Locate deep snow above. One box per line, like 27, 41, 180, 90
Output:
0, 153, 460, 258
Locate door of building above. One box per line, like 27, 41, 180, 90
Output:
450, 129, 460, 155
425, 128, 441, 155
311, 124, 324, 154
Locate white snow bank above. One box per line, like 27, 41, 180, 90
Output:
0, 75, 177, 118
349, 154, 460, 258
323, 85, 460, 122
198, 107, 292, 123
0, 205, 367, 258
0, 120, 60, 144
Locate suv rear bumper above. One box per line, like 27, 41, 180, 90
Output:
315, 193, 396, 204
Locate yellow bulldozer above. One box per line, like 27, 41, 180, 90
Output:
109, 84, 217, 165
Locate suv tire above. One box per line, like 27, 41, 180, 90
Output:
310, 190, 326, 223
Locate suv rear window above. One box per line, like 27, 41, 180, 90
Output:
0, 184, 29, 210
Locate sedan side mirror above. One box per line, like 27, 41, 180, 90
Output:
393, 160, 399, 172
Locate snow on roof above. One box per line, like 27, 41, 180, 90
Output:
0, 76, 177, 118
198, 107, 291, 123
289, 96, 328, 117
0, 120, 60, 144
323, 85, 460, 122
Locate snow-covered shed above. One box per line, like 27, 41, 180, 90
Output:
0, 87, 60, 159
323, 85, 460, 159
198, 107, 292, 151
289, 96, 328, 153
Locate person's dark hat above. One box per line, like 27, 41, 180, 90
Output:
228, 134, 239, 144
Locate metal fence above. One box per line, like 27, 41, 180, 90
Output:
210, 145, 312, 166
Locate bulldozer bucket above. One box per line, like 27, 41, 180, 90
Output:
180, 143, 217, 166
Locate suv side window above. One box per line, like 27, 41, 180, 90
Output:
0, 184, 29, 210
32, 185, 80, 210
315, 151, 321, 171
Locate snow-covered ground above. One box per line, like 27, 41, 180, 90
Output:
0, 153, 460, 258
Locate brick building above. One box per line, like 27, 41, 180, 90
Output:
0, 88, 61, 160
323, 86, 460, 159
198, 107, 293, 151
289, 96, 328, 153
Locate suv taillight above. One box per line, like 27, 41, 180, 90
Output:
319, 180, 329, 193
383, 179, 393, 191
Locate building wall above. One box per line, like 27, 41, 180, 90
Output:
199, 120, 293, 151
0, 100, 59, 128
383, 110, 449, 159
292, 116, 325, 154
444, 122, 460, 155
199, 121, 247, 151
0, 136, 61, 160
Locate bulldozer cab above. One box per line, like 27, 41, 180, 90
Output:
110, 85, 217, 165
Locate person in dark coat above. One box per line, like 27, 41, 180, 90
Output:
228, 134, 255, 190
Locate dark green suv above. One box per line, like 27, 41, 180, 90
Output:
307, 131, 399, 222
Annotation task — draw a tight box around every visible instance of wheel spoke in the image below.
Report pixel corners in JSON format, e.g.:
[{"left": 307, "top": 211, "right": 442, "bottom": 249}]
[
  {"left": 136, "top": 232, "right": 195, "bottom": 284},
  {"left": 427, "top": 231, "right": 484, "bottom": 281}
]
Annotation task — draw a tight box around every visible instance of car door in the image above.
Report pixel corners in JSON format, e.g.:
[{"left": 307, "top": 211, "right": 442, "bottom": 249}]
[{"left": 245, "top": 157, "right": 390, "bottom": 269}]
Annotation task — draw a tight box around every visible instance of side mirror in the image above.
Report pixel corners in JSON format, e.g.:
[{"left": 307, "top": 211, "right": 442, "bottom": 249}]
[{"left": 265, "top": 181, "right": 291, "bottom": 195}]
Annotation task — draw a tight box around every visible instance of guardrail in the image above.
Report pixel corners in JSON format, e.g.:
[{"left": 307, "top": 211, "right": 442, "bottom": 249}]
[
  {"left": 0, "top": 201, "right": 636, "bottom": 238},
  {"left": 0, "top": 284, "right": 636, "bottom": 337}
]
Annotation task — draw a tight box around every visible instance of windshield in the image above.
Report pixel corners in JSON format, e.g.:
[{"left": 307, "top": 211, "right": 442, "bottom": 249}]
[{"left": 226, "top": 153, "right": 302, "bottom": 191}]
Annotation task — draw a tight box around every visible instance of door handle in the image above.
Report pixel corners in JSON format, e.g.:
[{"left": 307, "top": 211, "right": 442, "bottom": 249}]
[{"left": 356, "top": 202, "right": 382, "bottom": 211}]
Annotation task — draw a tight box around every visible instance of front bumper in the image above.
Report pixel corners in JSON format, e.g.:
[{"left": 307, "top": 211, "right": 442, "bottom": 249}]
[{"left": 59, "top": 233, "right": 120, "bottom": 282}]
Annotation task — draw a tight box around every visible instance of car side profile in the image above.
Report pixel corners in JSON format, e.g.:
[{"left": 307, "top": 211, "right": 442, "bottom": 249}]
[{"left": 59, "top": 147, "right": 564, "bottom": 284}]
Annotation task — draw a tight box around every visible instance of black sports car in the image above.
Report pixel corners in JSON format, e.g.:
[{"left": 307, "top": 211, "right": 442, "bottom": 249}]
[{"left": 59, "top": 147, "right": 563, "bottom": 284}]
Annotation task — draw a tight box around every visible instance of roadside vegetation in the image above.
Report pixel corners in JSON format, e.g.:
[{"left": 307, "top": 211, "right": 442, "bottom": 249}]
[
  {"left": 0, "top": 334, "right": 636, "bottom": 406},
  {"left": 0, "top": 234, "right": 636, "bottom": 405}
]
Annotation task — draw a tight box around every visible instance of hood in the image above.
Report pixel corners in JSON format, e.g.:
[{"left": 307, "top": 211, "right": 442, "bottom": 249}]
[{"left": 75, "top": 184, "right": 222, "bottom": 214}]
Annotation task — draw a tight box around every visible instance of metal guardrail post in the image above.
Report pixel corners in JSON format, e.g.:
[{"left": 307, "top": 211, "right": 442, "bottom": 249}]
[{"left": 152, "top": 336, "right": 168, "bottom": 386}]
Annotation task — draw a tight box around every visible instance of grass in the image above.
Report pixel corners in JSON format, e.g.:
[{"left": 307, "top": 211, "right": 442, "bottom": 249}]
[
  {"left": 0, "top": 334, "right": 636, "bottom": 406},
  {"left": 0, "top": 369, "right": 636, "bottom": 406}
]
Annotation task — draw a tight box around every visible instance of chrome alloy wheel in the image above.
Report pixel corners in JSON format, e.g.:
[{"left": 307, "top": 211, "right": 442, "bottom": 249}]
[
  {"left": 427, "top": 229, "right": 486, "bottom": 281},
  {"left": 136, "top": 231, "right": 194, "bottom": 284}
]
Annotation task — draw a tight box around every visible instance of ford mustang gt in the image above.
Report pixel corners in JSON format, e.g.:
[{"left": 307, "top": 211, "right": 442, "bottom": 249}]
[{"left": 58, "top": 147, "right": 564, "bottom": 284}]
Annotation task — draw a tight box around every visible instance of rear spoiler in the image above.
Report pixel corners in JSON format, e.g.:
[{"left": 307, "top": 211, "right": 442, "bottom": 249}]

· · · ·

§ Requirement
From the rows above, copy out each line containing the word "bulldozer". Case counts.

§ Answer
Locate yellow bulldozer above. One box per line, like 27, 41, 180, 90
Locate bulldozer bucket above. One box per line, like 27, 41, 180, 90
Locate bulldozer cab above. One box per line, like 27, 41, 180, 90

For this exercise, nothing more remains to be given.